PASSAGE PROVIDED:
....................

The study involved in-vivo mouse behavior, exposed to natural and synthetic stimuli while data was collected in multiple stages. The first stage measured active responses by means of calcium imaging of excitatory neurons across cortical layers while the mouse was responding to the visual stimuli. The second stage aimed to map connectivity by recording the same cubic millimeter of mouse brain via serial section transmission electron microscopy (TEM). By using scalable convolution networks and tailored computational systems, researchers were able to reconstruct neurons and their synaptic connections in 3D while employing rigorous proofreading to ensure accuracy. Lastly, they co-registered the calcium-imaging and TEM data to connect the neuronal responses to neurons and their connectivity. The entire dataset is made to be publicly available so that other researchers can explore and run their own analyses and models.

Memory Decoding journal club playlist The outcomes of this research have broad implications for future studies as it paves the way in mapping structure and relating it to function. The technologies and methods used here for imaging, data processing, alignment, and proofreading are scalable and could accelerate connectomics in other systems such as other species or eventually, whole-brain maps.

Read the published paper in Nature.

Recordings of each session of the Memory Decoding Journal Club are available on the Aspirational Neuroscience YouTube channel or on our Carboncopies Media Server.

Consciousness & Subjective Experience Journal Club: Why We Experience Subjectively

Over the years, the Carboncopies Foundation has also hosted a number of more philosophically inclined workshops, projects and journal clubs. Our second journal club belongs to that category, although with a fairly explicit aim to weave its topic closely into new insights from neuroscience: The Consciousness & Subjective Experience Journal Club. While biweekly through most of 2025, this JC is now held once a month on Sundays.
You can receive notifications and invitations to the JC by letting us know of your interest at [email protected].

The journal club emerged to address reoccurring frequently asked questions that were directed to our Ethics Framework for WBE project and has focused mostly on aspects of what David Chalmers dubbed the “hard problem” of consciousness.

We recently hosted a summary session, in which Randal Koene consolidated insights from the compendium of readings and approaches reviewed and discussed in 2025: Transparent Anthropic Coordinate Transformation (TACT), a model of consciousness and subjective experience.

....................

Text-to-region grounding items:
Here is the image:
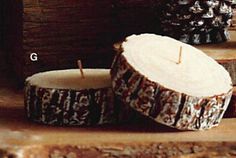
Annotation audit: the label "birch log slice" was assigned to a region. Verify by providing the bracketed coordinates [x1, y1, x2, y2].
[25, 69, 118, 125]
[111, 34, 232, 130]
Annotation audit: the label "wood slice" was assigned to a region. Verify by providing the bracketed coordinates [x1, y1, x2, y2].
[0, 74, 236, 158]
[111, 34, 232, 130]
[25, 69, 135, 126]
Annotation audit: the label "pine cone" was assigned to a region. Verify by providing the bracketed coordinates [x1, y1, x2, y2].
[160, 0, 233, 44]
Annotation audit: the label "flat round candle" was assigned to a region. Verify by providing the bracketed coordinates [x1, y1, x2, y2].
[25, 69, 120, 125]
[111, 34, 232, 130]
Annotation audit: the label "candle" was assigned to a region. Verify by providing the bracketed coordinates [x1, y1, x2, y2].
[25, 69, 117, 125]
[111, 34, 232, 130]
[160, 0, 233, 44]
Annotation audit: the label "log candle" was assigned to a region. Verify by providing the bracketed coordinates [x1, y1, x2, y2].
[25, 69, 115, 125]
[160, 0, 233, 44]
[111, 34, 232, 130]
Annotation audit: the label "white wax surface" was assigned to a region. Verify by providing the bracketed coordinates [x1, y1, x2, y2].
[27, 69, 111, 90]
[122, 34, 232, 97]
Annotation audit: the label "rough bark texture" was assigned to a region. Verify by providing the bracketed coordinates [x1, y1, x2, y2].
[111, 49, 233, 130]
[0, 142, 236, 158]
[225, 87, 236, 118]
[25, 82, 137, 126]
[161, 0, 233, 44]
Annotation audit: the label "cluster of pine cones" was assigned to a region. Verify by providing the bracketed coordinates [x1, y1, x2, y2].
[159, 0, 233, 44]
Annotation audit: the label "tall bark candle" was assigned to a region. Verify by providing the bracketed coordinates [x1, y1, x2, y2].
[25, 69, 116, 125]
[111, 34, 232, 130]
[161, 0, 233, 44]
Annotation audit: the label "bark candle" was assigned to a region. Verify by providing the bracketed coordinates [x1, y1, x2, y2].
[111, 34, 232, 130]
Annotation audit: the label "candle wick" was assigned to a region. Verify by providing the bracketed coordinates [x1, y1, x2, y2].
[177, 46, 183, 64]
[77, 60, 85, 78]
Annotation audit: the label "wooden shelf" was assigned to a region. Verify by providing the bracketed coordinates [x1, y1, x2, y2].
[0, 69, 236, 158]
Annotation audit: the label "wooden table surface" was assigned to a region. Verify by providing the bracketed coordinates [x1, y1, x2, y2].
[0, 34, 236, 158]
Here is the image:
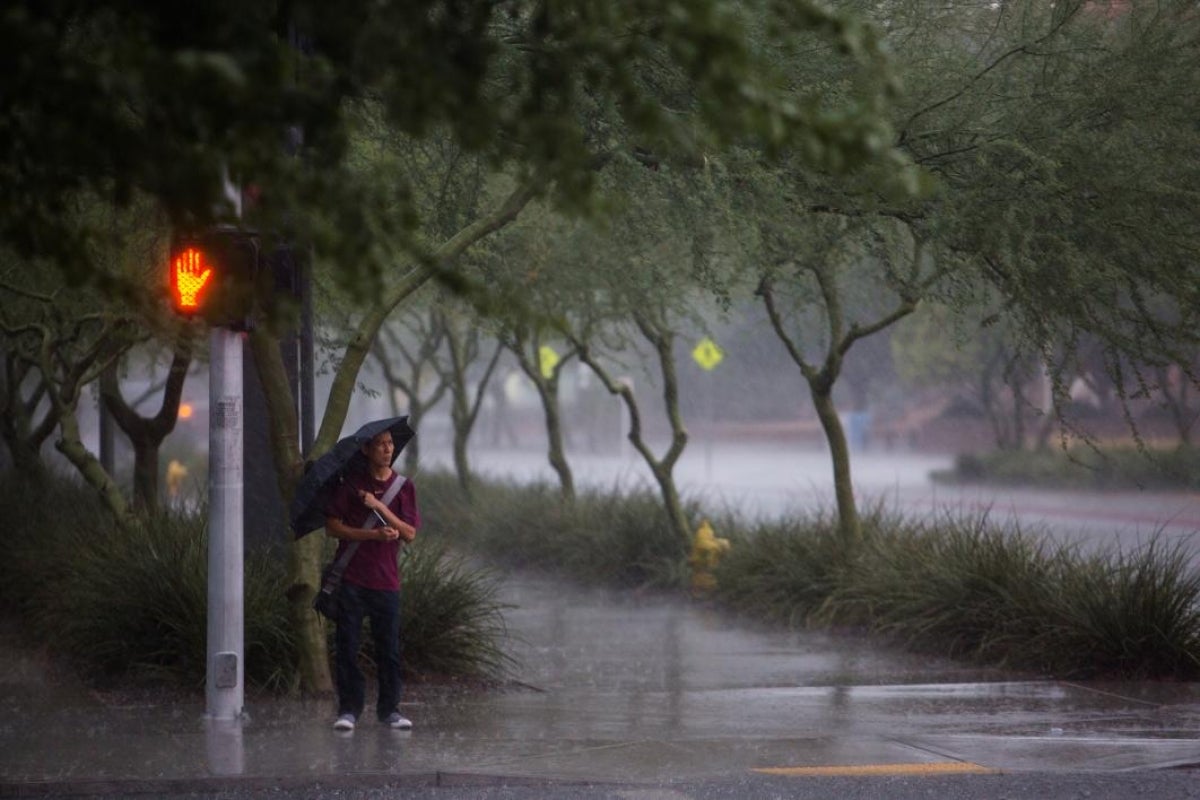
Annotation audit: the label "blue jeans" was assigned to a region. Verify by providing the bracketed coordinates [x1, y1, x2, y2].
[334, 583, 402, 720]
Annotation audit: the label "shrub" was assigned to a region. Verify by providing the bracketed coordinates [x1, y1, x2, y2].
[0, 475, 520, 690]
[400, 540, 514, 679]
[421, 474, 696, 587]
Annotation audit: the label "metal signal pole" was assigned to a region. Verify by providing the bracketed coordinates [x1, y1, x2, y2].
[205, 326, 245, 720]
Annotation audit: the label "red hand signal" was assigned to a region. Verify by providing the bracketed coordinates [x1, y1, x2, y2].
[173, 247, 212, 311]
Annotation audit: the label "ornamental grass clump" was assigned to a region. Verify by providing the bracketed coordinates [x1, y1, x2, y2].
[0, 474, 520, 691]
[421, 474, 695, 588]
[0, 475, 295, 688]
[830, 516, 1064, 664]
[714, 513, 847, 627]
[400, 539, 515, 680]
[1030, 537, 1200, 680]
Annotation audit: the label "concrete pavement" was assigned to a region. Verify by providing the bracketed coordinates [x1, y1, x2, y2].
[0, 578, 1200, 796]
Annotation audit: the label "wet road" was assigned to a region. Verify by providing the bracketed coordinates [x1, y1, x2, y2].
[0, 441, 1200, 800]
[0, 576, 1200, 798]
[436, 443, 1200, 563]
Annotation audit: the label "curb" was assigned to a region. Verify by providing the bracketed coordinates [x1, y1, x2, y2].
[0, 771, 623, 798]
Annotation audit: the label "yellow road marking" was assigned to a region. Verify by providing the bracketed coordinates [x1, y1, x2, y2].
[752, 762, 1000, 776]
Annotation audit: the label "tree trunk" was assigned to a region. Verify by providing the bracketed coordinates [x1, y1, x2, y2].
[54, 408, 131, 525]
[809, 381, 863, 552]
[538, 383, 575, 503]
[250, 330, 334, 694]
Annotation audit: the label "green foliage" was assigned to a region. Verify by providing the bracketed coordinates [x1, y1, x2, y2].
[934, 445, 1200, 489]
[0, 475, 295, 688]
[422, 475, 1200, 680]
[0, 474, 510, 691]
[715, 513, 849, 627]
[421, 473, 696, 587]
[0, 0, 892, 297]
[400, 539, 514, 679]
[716, 510, 1200, 680]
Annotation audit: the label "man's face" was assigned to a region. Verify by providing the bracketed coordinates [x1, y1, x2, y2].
[362, 431, 396, 468]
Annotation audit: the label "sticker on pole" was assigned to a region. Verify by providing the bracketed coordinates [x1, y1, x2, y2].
[538, 344, 558, 380]
[691, 336, 725, 369]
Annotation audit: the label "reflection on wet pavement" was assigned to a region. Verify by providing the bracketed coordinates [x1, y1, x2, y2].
[0, 568, 1200, 783]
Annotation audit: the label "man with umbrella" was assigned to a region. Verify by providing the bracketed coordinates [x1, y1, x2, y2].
[325, 420, 420, 730]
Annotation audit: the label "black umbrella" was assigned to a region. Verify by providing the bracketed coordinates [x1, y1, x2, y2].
[289, 416, 414, 539]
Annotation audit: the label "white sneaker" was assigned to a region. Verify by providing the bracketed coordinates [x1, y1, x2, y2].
[384, 711, 413, 730]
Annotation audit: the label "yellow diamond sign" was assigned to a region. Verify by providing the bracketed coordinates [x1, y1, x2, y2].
[691, 336, 725, 369]
[538, 344, 558, 380]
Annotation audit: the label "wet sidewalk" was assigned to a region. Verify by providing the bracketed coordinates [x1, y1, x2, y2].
[0, 578, 1200, 796]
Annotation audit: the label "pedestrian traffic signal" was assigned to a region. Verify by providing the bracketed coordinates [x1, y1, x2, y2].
[167, 227, 259, 330]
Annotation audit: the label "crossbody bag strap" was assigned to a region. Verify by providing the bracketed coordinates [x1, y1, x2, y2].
[329, 473, 408, 583]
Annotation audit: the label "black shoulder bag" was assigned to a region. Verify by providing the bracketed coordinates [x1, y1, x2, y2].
[312, 475, 408, 622]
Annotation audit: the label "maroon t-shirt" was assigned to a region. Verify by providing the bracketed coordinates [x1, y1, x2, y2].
[325, 473, 421, 591]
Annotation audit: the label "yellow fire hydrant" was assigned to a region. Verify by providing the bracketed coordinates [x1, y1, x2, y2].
[167, 458, 187, 500]
[688, 519, 730, 591]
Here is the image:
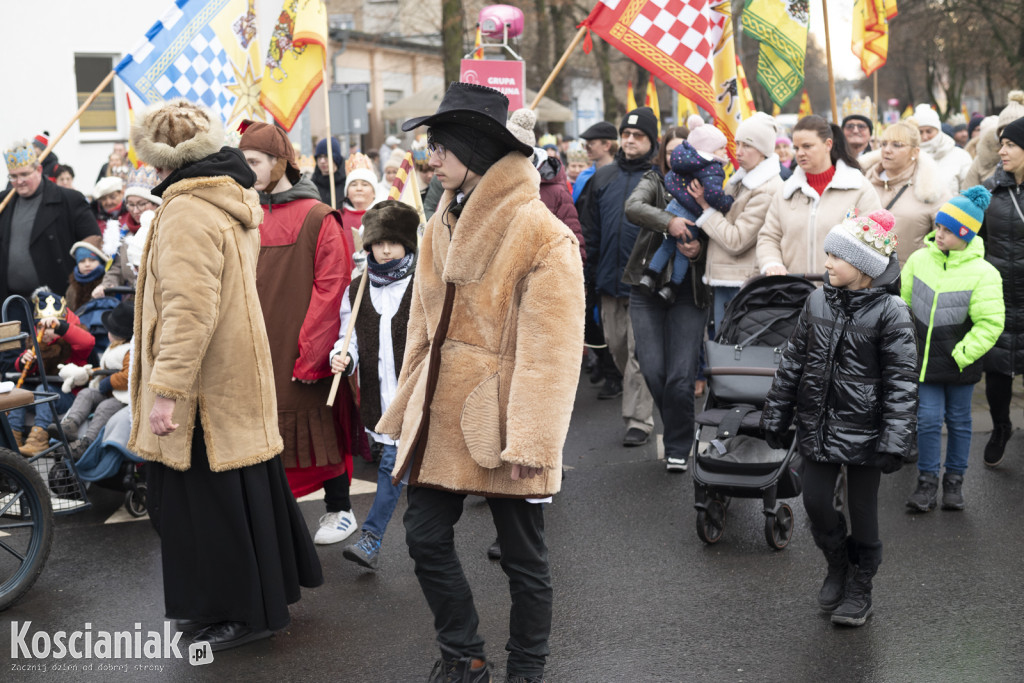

....................

STUDY QUESTIONS:
(A) In the journal club passage, switch "biweekly" to "weekly" and reproduce the text from "Read the published" up to and including "month on Sundays.".
(B) Does the journal club passage agree with each statement below? Answer yes or no for each and quote the words of the text that decide it.
(i) In the second stage, the same cubic millimeter of mouse brain was recorded with serial section transmission electron microscopy.
(ii) The Consciousness & Subjective Experience Journal Club is now held every week.
(iii) The calcium imaging in the first stage recorded inhibitory neurons.

RESPONSES:
(A)
Read the published paper in Nature.

Recordings of each session of the Memory Decoding Journal Club are available on the Aspirational Neuroscience YouTube channel or on our Carboncopies Media Server.

Consciousness & Subjective Experience Journal Club: Why We Experience Subjectively

Over the years, the Carboncopies Foundation has also hosted a number of more philosophically inclined workshops, projects and journal clubs. Our second journal club belongs to that category, although with a fairly explicit aim to weave its topic closely into new insights from neuroscience: The Consciousness & Subjective Experience Journal Club. While weekly through most of 2025, this JC is now held once a month on Sundays.

(B)
(i) Yes: "recording the same cubic millimeter of mouse brain via serial section transmission electron microscopy (TEM)"
(ii) No: "this JC is now held once a month on Sundays"
(iii) No: "calcium imaging of excitatory neurons across cortical layers"